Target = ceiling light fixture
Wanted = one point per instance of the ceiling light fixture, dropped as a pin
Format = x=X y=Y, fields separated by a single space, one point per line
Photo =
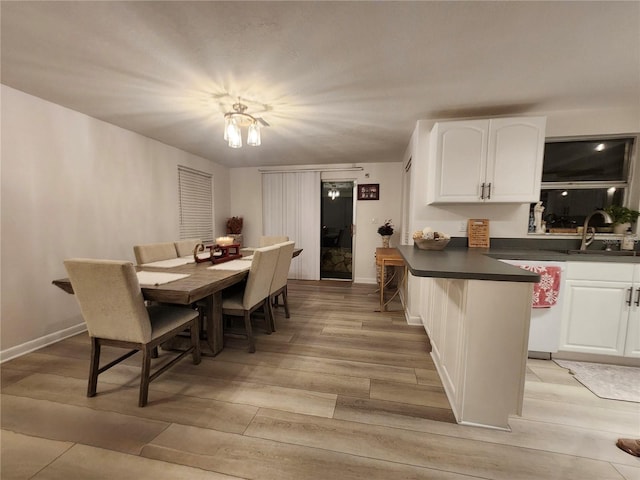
x=239 y=118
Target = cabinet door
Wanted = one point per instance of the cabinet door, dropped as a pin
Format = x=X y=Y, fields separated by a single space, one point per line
x=595 y=317
x=459 y=158
x=452 y=334
x=515 y=155
x=632 y=344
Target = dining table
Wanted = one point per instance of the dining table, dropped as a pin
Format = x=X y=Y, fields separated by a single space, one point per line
x=203 y=284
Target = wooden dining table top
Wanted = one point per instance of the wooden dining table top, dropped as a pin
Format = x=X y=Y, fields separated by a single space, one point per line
x=200 y=283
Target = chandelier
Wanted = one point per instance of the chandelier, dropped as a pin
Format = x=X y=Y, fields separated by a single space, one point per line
x=239 y=118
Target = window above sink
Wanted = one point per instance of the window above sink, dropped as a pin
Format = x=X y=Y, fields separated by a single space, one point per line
x=581 y=175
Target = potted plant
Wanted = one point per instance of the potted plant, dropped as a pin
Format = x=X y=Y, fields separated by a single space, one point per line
x=386 y=230
x=622 y=217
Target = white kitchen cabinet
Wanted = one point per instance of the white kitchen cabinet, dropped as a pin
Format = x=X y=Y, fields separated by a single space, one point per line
x=601 y=313
x=486 y=160
x=478 y=331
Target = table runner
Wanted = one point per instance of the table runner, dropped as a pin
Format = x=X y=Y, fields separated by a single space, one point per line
x=158 y=278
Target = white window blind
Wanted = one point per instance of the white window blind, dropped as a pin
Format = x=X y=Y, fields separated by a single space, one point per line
x=196 y=204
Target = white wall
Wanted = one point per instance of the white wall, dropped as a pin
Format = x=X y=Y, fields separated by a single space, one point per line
x=74 y=186
x=246 y=201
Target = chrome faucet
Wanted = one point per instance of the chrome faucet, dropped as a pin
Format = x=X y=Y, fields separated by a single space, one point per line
x=585 y=243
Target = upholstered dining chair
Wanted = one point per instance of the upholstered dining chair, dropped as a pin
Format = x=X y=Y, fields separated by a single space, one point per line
x=266 y=241
x=154 y=252
x=255 y=294
x=280 y=277
x=184 y=248
x=113 y=308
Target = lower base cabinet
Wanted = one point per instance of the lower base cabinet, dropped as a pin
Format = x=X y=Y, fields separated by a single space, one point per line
x=601 y=313
x=479 y=332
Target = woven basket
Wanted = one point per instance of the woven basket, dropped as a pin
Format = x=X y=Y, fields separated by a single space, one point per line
x=424 y=244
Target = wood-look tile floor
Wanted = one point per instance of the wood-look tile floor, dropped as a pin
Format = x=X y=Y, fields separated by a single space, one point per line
x=338 y=392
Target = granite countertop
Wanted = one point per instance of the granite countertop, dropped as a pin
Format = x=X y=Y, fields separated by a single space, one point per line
x=483 y=263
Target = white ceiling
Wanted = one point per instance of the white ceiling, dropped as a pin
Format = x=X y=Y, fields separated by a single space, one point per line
x=339 y=82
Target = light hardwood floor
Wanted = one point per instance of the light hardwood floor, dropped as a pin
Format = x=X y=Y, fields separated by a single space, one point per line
x=338 y=392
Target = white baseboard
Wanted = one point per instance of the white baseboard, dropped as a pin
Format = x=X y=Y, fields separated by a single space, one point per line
x=41 y=342
x=367 y=280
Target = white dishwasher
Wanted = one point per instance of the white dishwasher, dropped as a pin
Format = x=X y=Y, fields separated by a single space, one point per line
x=544 y=332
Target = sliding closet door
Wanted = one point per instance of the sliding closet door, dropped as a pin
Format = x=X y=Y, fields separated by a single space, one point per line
x=291 y=206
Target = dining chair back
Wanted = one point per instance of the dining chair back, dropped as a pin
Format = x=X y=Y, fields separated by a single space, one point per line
x=184 y=248
x=255 y=294
x=154 y=252
x=113 y=307
x=280 y=278
x=266 y=241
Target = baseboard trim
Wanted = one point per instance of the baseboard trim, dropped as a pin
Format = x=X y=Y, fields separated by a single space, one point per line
x=38 y=343
x=596 y=358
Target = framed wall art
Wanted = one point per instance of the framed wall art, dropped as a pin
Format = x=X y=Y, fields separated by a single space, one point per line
x=370 y=191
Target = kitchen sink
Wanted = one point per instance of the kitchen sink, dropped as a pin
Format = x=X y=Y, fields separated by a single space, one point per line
x=612 y=253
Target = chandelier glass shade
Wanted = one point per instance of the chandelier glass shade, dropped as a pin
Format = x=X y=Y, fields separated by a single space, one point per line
x=233 y=121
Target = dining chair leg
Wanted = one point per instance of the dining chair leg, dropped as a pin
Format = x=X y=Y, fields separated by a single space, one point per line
x=247 y=326
x=94 y=367
x=285 y=301
x=144 y=376
x=268 y=316
x=195 y=341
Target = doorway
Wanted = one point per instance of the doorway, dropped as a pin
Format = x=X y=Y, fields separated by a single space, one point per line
x=336 y=251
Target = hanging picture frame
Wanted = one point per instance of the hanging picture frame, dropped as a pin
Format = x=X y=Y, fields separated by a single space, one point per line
x=369 y=191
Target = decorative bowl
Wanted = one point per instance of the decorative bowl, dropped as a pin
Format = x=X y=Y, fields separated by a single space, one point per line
x=437 y=244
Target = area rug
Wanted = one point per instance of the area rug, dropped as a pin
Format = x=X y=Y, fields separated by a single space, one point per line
x=606 y=381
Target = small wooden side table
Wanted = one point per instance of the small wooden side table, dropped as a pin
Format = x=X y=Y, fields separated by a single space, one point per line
x=388 y=257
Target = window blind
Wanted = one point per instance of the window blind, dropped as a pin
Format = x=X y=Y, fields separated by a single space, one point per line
x=196 y=204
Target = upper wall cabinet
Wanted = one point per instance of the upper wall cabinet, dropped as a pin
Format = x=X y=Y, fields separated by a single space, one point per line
x=489 y=160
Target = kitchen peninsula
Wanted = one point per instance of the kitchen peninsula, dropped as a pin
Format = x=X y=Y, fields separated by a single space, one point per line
x=476 y=311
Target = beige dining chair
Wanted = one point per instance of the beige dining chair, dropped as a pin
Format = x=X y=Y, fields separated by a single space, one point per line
x=255 y=294
x=113 y=308
x=266 y=241
x=154 y=252
x=280 y=277
x=184 y=248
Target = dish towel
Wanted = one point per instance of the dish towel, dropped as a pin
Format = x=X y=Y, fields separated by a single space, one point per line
x=545 y=293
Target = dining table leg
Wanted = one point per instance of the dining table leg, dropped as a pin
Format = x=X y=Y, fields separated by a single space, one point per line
x=214 y=327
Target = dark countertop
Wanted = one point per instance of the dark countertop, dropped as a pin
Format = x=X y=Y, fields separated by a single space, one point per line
x=462 y=263
x=484 y=264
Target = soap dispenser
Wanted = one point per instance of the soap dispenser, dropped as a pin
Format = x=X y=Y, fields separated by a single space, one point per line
x=628 y=240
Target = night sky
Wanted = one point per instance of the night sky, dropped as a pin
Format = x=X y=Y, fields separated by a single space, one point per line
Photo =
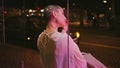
x=85 y=4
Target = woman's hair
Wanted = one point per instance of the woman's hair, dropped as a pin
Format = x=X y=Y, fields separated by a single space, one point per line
x=49 y=9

══════════

### What the exercise asks
Please rewrite the listing from the line with "Target = chandelier glass shade" through the line with "x=233 y=121", including the requests, and shift every coordinate in the answers up by 68.

### Output
Target = chandelier glass shade
Wanted = one point per instance of the chandelier glass shade, dropped as a pin
Format = x=X y=Y, fields separated by a single space, one point per line
x=301 y=189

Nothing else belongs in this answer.